In a report to the School Committee, Klimkiewicz listed the cost of school lunches at a number of area high schools, with the average coming to $2.76 for students and $3.46 for adults.

Currently, Nashoba Tech charges $2 for students.

The superintendent told committee members that the reason for the increase was the rising cost of meals to the district due largely to federal requirements that all meals represent the four basic food groups, including fruit and vegetables.

Adhering to the requirements is needed in order for the district to qualify for food-assistance grants from the government that help pay for those students who eat free due to financial hardship.

Klimkiewicz said the number of such students keeps climbing every year, with the latest figure being 20 percent of the student body receiving free meals.

As a result of those factors, she recommended that the cost of meals at the school be increased to $2.75 for students and $3.50 for adults, bringing it into line with the regional average.

Also at their meeting of April 9, School Committee members voted on a number of amendments to the district’s policies, including “nondiscrimination on the basis of gender identity.”

The move comes in the wake of a directive from the Massachusetts Department of Elementary and Secondary Education, which amended the wording of its existing policy adding gender identity to its list of protected classes of students which also includes “race, color, sex … religion, national origin, or sexual orientation.”

The change in the department’s policy was made in response to state law mandating nondiscrimination against “transgender” individuals.

Wording in the policy change, however, does not include instruction on how such nondiscrimination is to be implemented, sparking brief comment by the superintendent on questions of restroom privileges.

* DIRECTIVE A *
Please express the entries as a Markdown table with the columns Row and Content, starting at the first line of the entries and ending at the line containing "[608,551,769,672]". Number each line in Row, leave blank lines out, and omit the pictures.

* DATA FOR THE TASK *
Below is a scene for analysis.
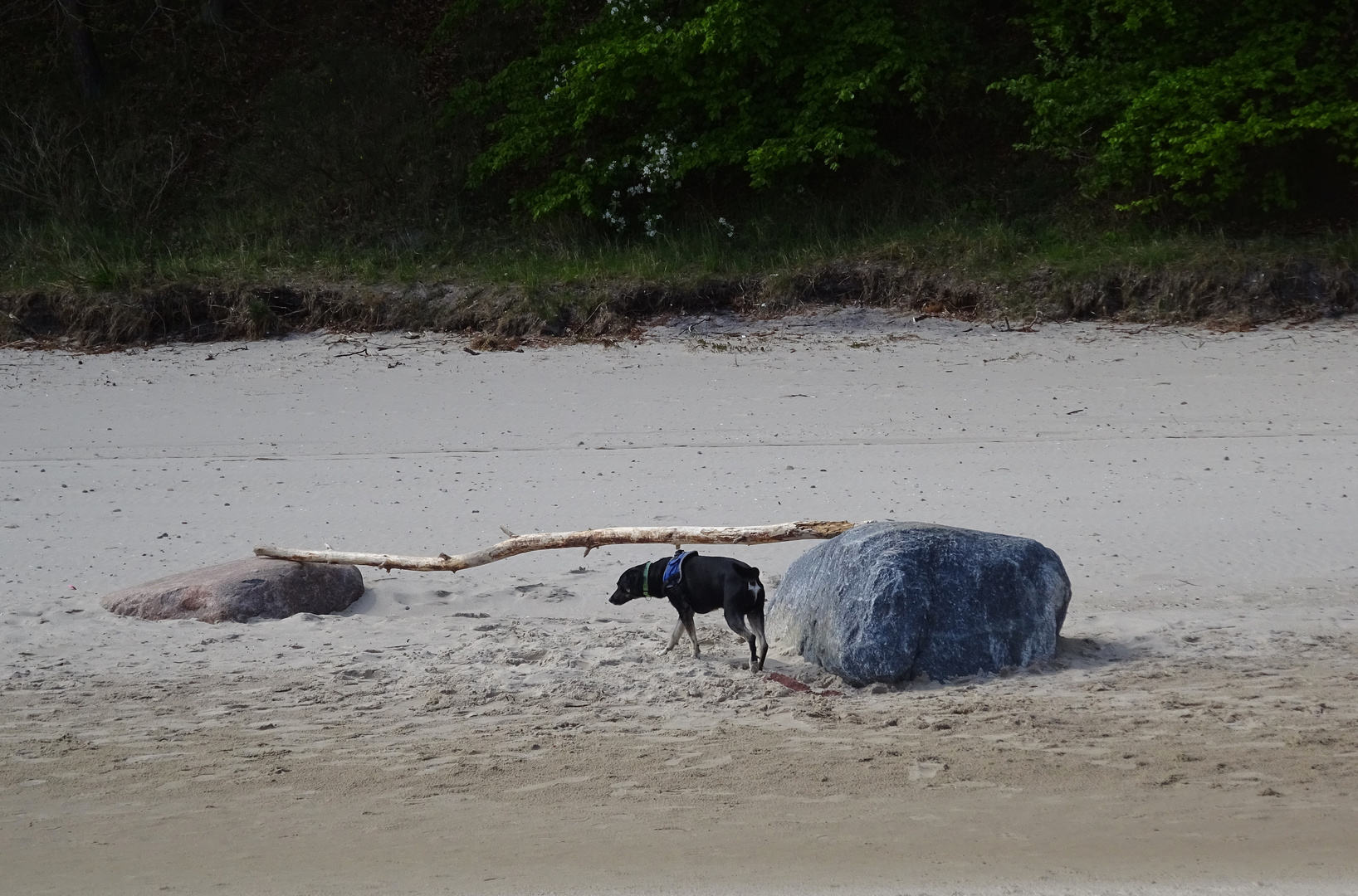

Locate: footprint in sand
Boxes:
[506,775,594,793]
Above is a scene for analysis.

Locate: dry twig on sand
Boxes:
[256,520,861,573]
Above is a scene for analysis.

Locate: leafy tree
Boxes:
[1005,0,1358,211]
[442,0,1004,231]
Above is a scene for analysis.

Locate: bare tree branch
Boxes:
[256,520,862,573]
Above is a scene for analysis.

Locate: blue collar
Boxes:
[662,551,698,589]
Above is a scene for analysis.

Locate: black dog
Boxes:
[608,551,769,672]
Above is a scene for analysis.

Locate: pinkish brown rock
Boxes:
[99,557,363,621]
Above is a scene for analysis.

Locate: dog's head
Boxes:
[608,563,647,606]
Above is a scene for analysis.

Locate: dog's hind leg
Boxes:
[681,611,702,659]
[725,606,756,670]
[660,616,685,655]
[745,606,769,672]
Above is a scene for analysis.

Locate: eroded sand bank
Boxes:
[7,311,1358,894]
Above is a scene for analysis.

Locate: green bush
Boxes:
[1005,0,1358,211]
[239,45,455,225]
[444,0,1010,232]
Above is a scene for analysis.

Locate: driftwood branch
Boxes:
[256,521,861,573]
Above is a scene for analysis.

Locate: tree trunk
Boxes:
[256,521,861,573]
[57,0,105,102]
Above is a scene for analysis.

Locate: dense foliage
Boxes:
[444,0,999,228]
[0,0,1358,241]
[1008,0,1358,209]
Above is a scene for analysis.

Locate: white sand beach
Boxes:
[0,309,1358,894]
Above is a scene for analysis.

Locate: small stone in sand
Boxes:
[99,557,363,621]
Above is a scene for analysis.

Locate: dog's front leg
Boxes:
[660,618,685,655]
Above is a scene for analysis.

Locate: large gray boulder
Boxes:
[767,523,1070,685]
[99,557,363,621]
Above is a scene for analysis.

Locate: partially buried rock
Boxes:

* DIRECTIVE B *
According to the article, what does Nashoba Tech currently charge students for lunch?

* TASK RESPONSE A *
| Row | Content |
|---|---|
| 1 | Below is a scene for analysis. |
| 2 | Locate: footprint in sand |
| 3 | Boxes: |
| 4 | [506,775,594,793] |
| 5 | Above is a scene for analysis. |
| 6 | Locate: dry twig on sand |
| 7 | Boxes: |
| 8 | [256,520,861,573] |
| 9 | Above is a scene for analysis. |
| 10 | Locate: leafy tree |
| 11 | Boxes: |
| 12 | [1005,0,1358,211] |
| 13 | [442,0,1004,231] |
| 14 | Above is a scene for analysis. |
| 15 | Locate: bare tree branch |
| 16 | Boxes: |
| 17 | [256,520,862,573] |
| 18 | Above is a scene for analysis. |
| 19 | Locate: blue collar |
| 20 | Boxes: |
| 21 | [662,551,698,589] |
| 22 | Above is a scene for analysis. |
| 23 | Locate: black dog |
| 24 | Boxes: |
| 25 | [608,551,769,672] |

* TASK RESPONSE B *
$2